### PAGE EXTRACT
"""

Memgraph is an open-source in-memory graph database built for teams that expect highly performant, advanced analytical insights - as compatible with your current infrastructure as Neo4j (but up to 120x faster). Memgraph is powered by a query engine built in C/C++ to handle real-time use cases at an enterprise scale. Memgraph supports strongly-consistent ACID transactions and uses the standardized Cypher query language over Bolt protocol for structuring, manipulating, and exploring data.

What are the benefits of being an in-memory graph database?​

When data is stored on disk, the computer has to physically read it from the disk and transfer it to the RAM before it can be processed. This process is relatively slow because it involves several physical processes, such as seeking the right location on the disk and waiting for the data to be read. Writing the data is also much slower for the same reasons.

Storing data in the computer's RAM eliminates the need for these physical processes, and data can be accessed and added almost instantly.

Therefore, in-memory graph databases are ideal for applications requiring fast data processing, real-time analytics, and quick response times.

What use cases is Memgraph best suited for?​

Memgraph is best suited for use cases with complex data relationships that require real-time processing and high scalability.

How do I know my use case has complex data relationships?​

In relational databases, complex data relationships arise when data from different tables is related or somehow interconnected. Because data is spread across multiple tables, querying it requires hopping from one table to other and joining it with slow and resource-intensive join operations.

"""

### WHAT TO WORK ON
• a. According to the Memgraph text, which query language does Memgraph use?
• b. Please write out the portion of the Memgraph text that opens with the words containing "When data is" and closes with "added almost instantly.".
• c. Extend the Memgraph text past its final sentence.
The records have nothing to do with any of this.

### RECORDED DATA
"""

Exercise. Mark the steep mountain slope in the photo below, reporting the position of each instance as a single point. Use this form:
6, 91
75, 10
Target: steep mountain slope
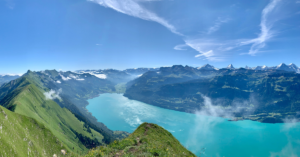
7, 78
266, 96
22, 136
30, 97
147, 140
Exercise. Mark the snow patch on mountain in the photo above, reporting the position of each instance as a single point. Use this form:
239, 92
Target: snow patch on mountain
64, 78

"""
"""

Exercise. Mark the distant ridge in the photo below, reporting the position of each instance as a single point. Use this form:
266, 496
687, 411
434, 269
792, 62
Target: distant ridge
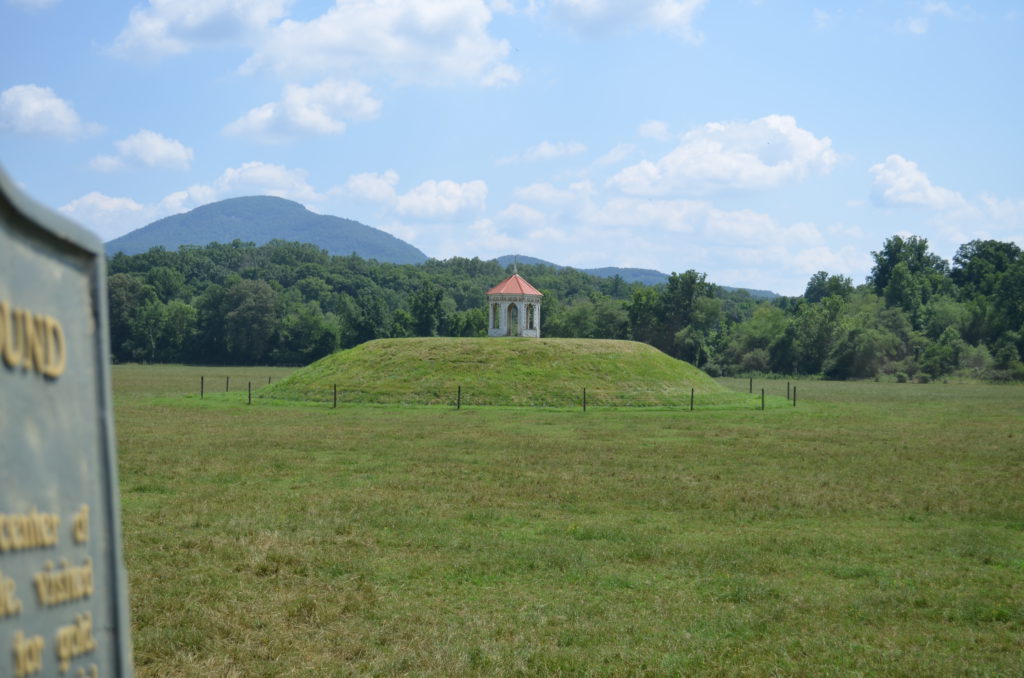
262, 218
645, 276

"""
"""

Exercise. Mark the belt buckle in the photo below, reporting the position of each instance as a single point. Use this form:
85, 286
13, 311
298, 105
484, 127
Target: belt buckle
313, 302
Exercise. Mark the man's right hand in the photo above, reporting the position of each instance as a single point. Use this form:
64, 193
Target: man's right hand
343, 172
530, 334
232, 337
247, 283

"""

### RESPONSES
• a. Memgraph uses the standardized Cypher query language over the Bolt protocol.

• b.
When data is stored on disk, the computer has to physically read it from the disk and transfer it to the RAM before it can be processed. This process is relatively slow because it involves several physical processes, such as seeking the right location on the disk and waiting for the data to be read. Writing the data is also much slower for the same reasons.

Storing data in the computer's RAM eliminates the need for these physical processes, and data can be accessed and added almost instantly.

• c.
The complexity of join operations can increase exponentially as the number of tables increases and as the links between various tables are no longer neatly structured following a clearly set pattern. It is no longer sufficient to join just two or three tables but hop through more than seven tables to find the correct link between the data and gain valuable analytics.

Examples of complex data are deep hierarchical relationships between data, such as parent-child relationships or many-to-many relationships between different tables.

How does Memgraph compare to other graph databases regarding performance?​

Memgraph is designed to be a high-performance graph database, and it typically outperforms many other graph databases in terms of speed and scalability. Key factors contributing to Memgraph's performance are its in-memory architecture and a performant query engine written in C++. Memgraph also offers a variety of tools and features to help optimize query performance, including label and label-property indexes and a custom visualization library. Check our benchmark comparing Memgraph and Neo4j.

Is Memgraph a distributed database?​

At the moment, Memgraph does not support running and storing data across multiple physical locations, but the next version of Memgraph, Memgraph 3.0 will enable horizontal scaling. Check out plans for Memgraph 3.0 on GitHub.

How does Memgraph ensures persistency and durability?​

Although Memgraph is an in-memory database, the data is persistent and durable. This means data will not be lost upon reboot.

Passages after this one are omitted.